*HOW TO COMPLETE THIS TASK*
Reproduce the following article on shame and vulnerable narcissism in full, word for word.

*TEXT*
»»

A diary study published in the Journal of Research in Personality offers evidence for the role of shame in narcissistic personality, suggesting that those high in vulnerable narcissism experience more shame in everyday life.
Previous research has suggested that the occurrence of shame can lead to harmful behaviors in those with narcissistic tendencies. However, findings on the subject have been mixed. As study authors Marco Di Sarno and colleagues say, clarifying the relationship between shame and narcissism is important for clinicians hoping to formulate successful treatment plans for patients with pathological narcissism.
“The present study investigated whether feelings of shame are typical of pathological narcissism, and examined if narcissistic traits modulate the impact of situations on such emotional experiences,” Di Sarno and associates say.
Using a longitudinal design and multiple measures of narcissism, the researchers hoped to overcome some of the limitations of previous studies.
A sample of 196 young adults, with an average age of 22, took part in a diary study. At baseline, participants completed self-report measures of narcissism using the Brief Pathological Narcissism Inventory (B-PNI) and the Five-Factor Narcissism Inventory – Short Form (FFNI-SF). They also completed measures of shame-proneness and self-esteem.
Next, all participants downloaded an app where they would be prompted to respond to a short survey once a day for 28 days. The daily questionnaires assessed how participants were feeling that day in terms of shame, grandiose narcissism, vulnerable narcissism, and self-esteem.
First, results showed that trait vulnerable narcissism was positively correlated with daily shame, as averaged across the 28 days. This was true according to both the B-PNI and FFNI-SF measures of vulnerable narcissism. Simply put by Di Sarno and team, “the higher vulnerable narcissism, the more participants experienced shame.”

««

*THE DATA*
»»

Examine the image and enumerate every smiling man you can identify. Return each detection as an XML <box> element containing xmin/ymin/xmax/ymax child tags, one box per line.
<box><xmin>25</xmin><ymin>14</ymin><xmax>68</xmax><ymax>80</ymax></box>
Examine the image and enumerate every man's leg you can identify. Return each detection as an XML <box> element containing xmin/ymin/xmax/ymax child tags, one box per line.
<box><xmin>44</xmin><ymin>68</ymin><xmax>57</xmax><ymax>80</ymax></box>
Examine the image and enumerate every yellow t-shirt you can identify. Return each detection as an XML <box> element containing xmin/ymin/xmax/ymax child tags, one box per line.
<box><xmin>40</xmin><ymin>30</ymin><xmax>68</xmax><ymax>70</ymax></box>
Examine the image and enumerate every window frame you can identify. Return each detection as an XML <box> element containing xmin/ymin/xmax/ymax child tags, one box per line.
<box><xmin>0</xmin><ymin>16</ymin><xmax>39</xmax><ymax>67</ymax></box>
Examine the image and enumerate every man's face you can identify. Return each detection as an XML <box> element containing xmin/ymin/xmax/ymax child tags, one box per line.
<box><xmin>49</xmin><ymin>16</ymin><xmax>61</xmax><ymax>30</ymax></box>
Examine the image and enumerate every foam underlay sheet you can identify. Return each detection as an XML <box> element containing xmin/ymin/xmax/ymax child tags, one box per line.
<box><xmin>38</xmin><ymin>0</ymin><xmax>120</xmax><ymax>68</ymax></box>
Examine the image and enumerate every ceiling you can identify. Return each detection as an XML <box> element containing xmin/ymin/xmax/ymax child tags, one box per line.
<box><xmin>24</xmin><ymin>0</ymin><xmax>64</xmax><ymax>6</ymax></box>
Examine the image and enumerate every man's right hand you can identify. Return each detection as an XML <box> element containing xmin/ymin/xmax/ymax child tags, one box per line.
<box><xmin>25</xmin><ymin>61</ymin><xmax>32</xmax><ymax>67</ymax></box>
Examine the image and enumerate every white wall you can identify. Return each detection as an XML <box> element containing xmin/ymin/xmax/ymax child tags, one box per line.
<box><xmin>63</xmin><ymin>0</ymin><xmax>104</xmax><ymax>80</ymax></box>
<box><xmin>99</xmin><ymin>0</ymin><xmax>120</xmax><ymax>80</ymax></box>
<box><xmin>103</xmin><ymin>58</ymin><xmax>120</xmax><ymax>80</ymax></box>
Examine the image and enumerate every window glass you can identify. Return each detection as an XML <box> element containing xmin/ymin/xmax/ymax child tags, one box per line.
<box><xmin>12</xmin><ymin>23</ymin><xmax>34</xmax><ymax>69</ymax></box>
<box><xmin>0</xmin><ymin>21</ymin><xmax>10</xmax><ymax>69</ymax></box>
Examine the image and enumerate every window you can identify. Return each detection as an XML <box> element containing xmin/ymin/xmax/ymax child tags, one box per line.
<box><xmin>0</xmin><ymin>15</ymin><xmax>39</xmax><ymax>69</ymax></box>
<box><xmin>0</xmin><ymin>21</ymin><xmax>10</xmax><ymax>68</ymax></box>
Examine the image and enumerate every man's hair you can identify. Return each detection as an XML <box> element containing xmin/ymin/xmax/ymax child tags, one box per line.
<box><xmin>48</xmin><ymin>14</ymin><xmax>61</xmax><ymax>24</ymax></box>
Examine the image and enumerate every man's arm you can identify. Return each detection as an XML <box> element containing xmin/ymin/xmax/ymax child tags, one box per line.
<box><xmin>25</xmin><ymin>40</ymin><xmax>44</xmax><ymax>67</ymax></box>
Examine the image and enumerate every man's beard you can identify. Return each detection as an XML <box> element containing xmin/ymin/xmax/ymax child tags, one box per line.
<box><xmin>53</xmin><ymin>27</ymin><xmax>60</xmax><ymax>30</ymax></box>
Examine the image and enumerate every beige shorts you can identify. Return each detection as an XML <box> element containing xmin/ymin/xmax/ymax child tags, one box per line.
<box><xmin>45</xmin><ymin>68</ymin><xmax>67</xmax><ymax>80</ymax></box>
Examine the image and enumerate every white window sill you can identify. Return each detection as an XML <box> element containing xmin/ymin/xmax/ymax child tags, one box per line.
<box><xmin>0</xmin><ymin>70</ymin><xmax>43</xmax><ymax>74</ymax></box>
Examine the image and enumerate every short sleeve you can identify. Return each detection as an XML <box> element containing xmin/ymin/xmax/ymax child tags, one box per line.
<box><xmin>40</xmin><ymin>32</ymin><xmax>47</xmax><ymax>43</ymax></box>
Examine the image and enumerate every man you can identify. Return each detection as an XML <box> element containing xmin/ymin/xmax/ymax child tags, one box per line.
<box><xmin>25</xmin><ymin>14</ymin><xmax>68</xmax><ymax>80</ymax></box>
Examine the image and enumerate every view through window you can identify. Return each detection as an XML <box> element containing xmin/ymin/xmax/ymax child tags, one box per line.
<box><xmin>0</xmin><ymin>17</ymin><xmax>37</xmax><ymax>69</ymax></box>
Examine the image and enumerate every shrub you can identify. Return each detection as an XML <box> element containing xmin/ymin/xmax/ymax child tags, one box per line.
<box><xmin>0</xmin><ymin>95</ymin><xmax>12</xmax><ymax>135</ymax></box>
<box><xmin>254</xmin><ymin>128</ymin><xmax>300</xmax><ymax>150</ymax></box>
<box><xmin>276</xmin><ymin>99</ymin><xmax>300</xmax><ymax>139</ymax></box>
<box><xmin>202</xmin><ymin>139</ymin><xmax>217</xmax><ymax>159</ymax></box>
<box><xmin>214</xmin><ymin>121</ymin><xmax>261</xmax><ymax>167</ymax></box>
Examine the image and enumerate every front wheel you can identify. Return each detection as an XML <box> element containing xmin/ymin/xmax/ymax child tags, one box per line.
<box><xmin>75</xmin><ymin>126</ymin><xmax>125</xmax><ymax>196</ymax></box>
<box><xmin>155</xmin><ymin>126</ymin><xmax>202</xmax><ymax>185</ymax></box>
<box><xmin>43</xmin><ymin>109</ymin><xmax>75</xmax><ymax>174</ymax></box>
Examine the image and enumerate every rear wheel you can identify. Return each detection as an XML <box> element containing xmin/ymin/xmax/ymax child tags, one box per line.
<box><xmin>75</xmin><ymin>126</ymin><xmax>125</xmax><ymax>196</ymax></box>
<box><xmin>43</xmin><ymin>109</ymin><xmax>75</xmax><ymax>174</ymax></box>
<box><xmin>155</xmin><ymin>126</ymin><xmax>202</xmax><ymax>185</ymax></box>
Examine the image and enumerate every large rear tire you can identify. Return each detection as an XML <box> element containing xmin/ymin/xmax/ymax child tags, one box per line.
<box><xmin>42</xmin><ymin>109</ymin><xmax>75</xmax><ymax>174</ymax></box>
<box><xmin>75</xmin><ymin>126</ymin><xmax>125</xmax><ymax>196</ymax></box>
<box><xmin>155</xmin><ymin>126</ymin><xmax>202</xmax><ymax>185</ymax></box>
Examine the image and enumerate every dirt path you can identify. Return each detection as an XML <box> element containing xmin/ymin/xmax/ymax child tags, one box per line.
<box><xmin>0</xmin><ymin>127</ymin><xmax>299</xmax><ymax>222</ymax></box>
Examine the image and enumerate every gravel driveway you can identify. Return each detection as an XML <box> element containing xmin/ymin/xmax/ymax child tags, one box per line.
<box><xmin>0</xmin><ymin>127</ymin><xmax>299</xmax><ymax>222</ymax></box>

««

*ANSWER AREA*
A diary study published in the Journal of Research in Personality offers evidence for the role of shame in narcissistic personality, suggesting that those high in vulnerable narcissism experience more shame in everyday life.
Previous research has suggested that the occurrence of shame can lead to harmful behaviors in those with narcissistic tendencies. However, findings on the subject have been mixed. As study authors Marco Di Sarno and colleagues say, clarifying the relationship between shame and narcissism is important for clinicians hoping to formulate successful treatment plans for patients with pathological narcissism.
“The present study investigated whether feelings of shame are typical of pathological narcissism, and examined if narcissistic traits modulate the impact of situations on such emotional experiences,” Di Sarno and associates say.
Using a longitudinal design and multiple measures of narcissism, the researchers hoped to overcome some of the limitations of previous studies.
A sample of 196 young adults, with an average age of 22, took part in a diary study. At baseline, participants completed self-report measures of narcissism using the Brief Pathological Narcissism Inventory (B-PNI) and the Five-Factor Narcissism Inventory – Short Form (FFNI-SF). They also completed measures of shame-proneness and self-esteem.
Next, all participants downloaded an app where they would be prompted to respond to a short survey once a day for 28 days. The daily questionnaires assessed how participants were feeling that day in terms of shame, grandiose narcissism, vulnerable narcissism, and self-esteem.
First, results showed that trait vulnerable narcissism was positively correlated with daily shame, as averaged across the 28 days. This was true according to both the B-PNI and FFNI-SF measures of vulnerable narcissism. Simply put by Di Sarno and team, “the higher vulnerable narcissism, the more participants experienced shame.”